-- START PROVIDED TEXT --

UNEQUAL REFRANGIBILITY OF LIGHT.

122. We come now to an entirely new part of the subject. We have hitherto considered light as something, whether substance or affection of substance, of one single kind. The fact is, however, that light, as it comes to us from the Sun, is not homogeneous, but consists of various kinds, mixed together in different proportions, which being refrangible in different degrees by the same medium, may be exhibited very clearly by causing a Sunbeam to pass through a prism and fall on a sheet of paper placed in a proper position or the wall of a room. The parcels of different kinds of rays being unequally refracted are separated, and the result is a lengthened spectrum, such as is shown in Fig. 138, the colour of which is at one end deep red, and passes through various gradations of orange, yellow, green, and blue to a reddish violet. It appears thus that the red rays are the least refrangible, and the violet ones the most.

123. Sir Isaac Newton, who may be considered as the Father of the physical part of this Science, distinguishes seven independent primary colours which he calls red, orange, yellow, green, blue, indigo, and violet; and he tells us that the parts of the spectrum occupied by these colours are proportional to the intervals of the diatonic scale in music^[1]. He found their degrees of refrangibility in passing out of glass into air to be as the numbers 77, 771/8, 771/5, 771/3, 771/2, 772/3, 797/8 and 78; those being the values of the sines of refraction to the common sine of incidence 50. Some substances, however, separate the different coloured rays more widely than others, and the dispersive power of media does not appear to depend at all upon their mean refracting power^[2].

-- END PROVIDED TEXT --
-- START AVAILABLE DATA --

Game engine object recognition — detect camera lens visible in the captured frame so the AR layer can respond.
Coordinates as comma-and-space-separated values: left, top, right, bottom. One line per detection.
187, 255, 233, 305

-- END AVAILABLE DATA --

• EXERCISE SET
A - Copy everything in the passage on unequal refrangibility of light from "123. Sir Isaac" down to "mean refracting power^[2].".
B - In the passage on unequal refrangibility of light, which rays are the least refrangible?

• ANSWERS IN ORDER
A -
123. Sir Isaac Newton, who may be considered as the Father of the physical part of this Science, distinguishes seven independent primary colours which he calls red, orange, yellow, green, blue, indigo, and violet; and he tells us that the parts of the spectrum occupied by these colours are proportional to the intervals of the diatonic scale in music^[1]. He found their degrees of refrangibility in passing out of glass into air to be as the numbers 77, 771/8, 771/5, 771/3, 771/2, 772/3, 797/8 and 78; those being the values of the sines of refraction to the common sine of incidence 50. Some substances, however, separate the different coloured rays more widely than others, and the dispersive power of media does not appear to depend at all upon their mean refracting power^[2].

B - The red rays.